● Work to complete
Print every record exactly.

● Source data
((
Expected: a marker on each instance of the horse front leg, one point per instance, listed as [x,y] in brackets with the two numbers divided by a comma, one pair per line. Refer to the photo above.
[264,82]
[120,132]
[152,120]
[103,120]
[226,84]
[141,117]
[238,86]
))
● Your response
Expected: a marker on each instance of the horse front leg, one point per instance, listed as [x,y] in brackets with the two numbers divided by a comma, one pair per line. Refer to the photo above.
[264,82]
[120,132]
[152,120]
[103,120]
[226,84]
[141,117]
[238,86]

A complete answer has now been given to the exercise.